Задания
• A. Перепишите из отрывка дословно всё от «Увы, обо всем» и до «историей уникальной разведгруппы.».
• B. Кем и где работал автор отрывка в 1984 году?

Отрывок
----------------

Увы, обо всем этом я даже не стал говорить с Перро: в том 1984 году, когда мы встретились в его родной нормандской деревушке, никакого продолжения беседы не могло и быть. Ни агентство печати «Новости», собственным корреспондентом которого я тогда работал в Париже, ни какая-нибудь иная газета, журнал, издательство Советского Союза — никто не интересовался историей уникальной разведгруппы.

Обидная в общем-то получилась история. Мы опять переводим книги с иных языков, хотя Треппер и кое-кто из его сотрудников жили не где-нибудь за тридевять земель, а среди нас или рядом с нами. Причем даже в застойные времена нашлись люди, которые хотели поведать миру о «запрещенных» героях.

----------------

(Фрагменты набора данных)
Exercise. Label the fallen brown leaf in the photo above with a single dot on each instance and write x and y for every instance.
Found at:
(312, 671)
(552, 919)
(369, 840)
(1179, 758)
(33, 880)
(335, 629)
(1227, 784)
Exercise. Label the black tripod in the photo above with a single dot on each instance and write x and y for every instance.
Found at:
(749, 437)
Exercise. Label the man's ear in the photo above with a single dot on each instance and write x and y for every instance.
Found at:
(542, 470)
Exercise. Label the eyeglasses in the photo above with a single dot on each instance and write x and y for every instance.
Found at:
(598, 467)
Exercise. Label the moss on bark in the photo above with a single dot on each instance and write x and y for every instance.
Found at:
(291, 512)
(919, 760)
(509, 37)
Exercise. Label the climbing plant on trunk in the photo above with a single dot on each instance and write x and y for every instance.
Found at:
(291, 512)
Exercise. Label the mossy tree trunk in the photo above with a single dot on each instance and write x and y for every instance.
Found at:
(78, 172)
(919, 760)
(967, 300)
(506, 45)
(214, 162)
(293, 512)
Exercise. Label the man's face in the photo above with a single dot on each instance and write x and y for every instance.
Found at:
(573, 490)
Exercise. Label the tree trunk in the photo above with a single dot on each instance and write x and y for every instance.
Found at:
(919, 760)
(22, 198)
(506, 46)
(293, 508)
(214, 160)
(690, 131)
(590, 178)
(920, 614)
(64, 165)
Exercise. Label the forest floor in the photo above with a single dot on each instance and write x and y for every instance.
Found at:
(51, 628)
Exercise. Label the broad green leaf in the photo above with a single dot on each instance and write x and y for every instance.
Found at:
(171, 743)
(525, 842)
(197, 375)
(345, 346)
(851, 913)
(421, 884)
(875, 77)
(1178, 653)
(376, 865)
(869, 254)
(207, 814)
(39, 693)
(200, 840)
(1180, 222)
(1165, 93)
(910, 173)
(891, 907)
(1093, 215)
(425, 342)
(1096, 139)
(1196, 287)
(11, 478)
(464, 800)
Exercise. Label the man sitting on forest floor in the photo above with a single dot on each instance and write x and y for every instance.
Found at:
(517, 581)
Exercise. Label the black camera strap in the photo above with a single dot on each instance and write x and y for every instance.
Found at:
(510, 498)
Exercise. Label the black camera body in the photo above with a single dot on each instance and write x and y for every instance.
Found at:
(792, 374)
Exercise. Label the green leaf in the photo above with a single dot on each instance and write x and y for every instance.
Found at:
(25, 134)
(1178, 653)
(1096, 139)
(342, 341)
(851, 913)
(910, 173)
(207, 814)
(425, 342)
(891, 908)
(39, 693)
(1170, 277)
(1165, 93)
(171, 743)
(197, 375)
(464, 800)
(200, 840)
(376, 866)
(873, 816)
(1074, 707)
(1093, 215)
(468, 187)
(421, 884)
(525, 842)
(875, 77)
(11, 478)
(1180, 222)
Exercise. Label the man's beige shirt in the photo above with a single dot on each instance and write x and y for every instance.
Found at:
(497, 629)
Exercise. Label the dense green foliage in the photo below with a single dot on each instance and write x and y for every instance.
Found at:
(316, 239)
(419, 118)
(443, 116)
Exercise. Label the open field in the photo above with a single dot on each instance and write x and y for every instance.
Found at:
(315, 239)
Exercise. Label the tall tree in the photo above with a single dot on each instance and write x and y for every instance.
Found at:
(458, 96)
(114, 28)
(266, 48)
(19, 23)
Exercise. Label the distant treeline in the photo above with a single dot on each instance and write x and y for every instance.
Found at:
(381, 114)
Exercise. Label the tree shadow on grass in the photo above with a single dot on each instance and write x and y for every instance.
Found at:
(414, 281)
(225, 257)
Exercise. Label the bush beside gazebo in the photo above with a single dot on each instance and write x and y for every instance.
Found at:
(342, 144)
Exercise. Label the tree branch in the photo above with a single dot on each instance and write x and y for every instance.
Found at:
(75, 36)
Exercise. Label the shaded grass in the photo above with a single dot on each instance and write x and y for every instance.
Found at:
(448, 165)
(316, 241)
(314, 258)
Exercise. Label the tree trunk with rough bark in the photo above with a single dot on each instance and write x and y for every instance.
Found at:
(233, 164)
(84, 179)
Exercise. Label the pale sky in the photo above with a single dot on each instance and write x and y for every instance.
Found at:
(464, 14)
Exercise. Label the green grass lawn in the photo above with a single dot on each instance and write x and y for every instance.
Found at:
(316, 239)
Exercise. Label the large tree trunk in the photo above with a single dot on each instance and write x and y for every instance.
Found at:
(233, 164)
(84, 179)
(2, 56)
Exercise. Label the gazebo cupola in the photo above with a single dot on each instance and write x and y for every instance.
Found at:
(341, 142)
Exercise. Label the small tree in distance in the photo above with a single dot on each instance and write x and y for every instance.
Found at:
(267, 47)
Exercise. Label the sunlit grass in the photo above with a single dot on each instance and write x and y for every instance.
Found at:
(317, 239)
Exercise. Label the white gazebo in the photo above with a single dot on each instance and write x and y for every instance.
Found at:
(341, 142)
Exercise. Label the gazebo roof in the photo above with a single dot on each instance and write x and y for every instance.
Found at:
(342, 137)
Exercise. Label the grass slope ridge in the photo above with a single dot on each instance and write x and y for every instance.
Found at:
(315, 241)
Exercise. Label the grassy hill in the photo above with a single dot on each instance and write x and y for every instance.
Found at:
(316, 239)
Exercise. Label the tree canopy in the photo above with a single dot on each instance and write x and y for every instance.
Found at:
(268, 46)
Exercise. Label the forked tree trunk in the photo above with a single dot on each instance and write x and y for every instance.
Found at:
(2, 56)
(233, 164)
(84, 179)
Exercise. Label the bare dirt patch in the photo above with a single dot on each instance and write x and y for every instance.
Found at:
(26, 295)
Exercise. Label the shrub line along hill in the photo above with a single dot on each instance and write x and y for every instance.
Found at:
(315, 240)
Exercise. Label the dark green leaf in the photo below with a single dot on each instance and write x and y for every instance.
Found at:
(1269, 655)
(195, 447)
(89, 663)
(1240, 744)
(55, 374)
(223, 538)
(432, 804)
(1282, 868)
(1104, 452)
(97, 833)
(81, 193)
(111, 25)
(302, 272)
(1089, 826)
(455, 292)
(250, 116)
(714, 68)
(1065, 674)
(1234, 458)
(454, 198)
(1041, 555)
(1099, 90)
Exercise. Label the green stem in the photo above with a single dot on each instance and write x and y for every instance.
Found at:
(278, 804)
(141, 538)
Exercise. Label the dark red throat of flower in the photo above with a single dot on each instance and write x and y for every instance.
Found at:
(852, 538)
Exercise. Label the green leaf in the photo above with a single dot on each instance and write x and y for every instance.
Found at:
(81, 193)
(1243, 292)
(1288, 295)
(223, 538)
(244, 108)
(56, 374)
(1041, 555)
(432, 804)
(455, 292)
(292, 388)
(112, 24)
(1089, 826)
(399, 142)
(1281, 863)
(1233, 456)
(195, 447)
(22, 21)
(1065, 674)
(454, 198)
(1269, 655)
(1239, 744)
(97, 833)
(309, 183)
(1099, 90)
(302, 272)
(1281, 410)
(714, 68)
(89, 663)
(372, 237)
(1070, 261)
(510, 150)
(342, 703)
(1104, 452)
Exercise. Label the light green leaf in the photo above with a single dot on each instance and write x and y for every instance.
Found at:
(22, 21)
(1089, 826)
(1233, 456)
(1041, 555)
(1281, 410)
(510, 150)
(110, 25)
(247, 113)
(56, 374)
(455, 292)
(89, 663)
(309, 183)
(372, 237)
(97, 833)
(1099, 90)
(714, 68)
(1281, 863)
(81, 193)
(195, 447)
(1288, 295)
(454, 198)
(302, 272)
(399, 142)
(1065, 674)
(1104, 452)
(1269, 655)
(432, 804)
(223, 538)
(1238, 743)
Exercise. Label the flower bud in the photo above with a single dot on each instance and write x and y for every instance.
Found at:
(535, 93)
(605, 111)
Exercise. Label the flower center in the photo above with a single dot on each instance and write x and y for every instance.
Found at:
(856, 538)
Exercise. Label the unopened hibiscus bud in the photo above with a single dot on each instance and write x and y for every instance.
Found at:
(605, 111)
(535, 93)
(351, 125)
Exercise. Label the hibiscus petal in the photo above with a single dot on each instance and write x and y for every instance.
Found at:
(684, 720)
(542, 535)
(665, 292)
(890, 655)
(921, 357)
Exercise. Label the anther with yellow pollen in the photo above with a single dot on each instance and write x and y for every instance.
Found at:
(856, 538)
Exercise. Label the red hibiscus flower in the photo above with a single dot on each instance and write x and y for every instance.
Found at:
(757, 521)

----------------

Ответы к заданиям
• A.
Увы, обо всем этом я даже не стал говорить с Перро: в том 1984 году, когда мы встретились в его родной нормандской деревушке, никакого продолжения беседы не могло и быть. Ни агентство печати «Новости», собственным корреспондентом которого я тогда работал в Париже, ни какая-нибудь иная газета, журнал, издательство Советского Союза — никто не интересовался историей уникальной разведгруппы.

• B. Собственным корреспондентом агентства печати «Новости» в Париже.